* **Written task**: Please render the part of the data that opens with the line containing "burst shown in this photo." and closes at the end of the data as a numbered list, with blank lines dropped. Leave the pictures out of your answer.

* **Records for the exercise**:
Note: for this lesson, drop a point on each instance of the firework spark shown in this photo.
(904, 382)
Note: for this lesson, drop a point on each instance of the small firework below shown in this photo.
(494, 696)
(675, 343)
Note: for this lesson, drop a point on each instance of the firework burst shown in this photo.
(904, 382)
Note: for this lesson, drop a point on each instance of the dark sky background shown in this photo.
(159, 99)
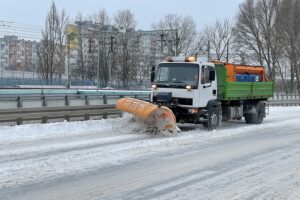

* **Task result**:
1. Note: for this lesson, drop a point on each instance of the firework burst shown in this photo.
2. (904, 382)
3. Note: for this lesson, drop a point on each instance of the dark sky background shown in this photo.
4. (159, 99)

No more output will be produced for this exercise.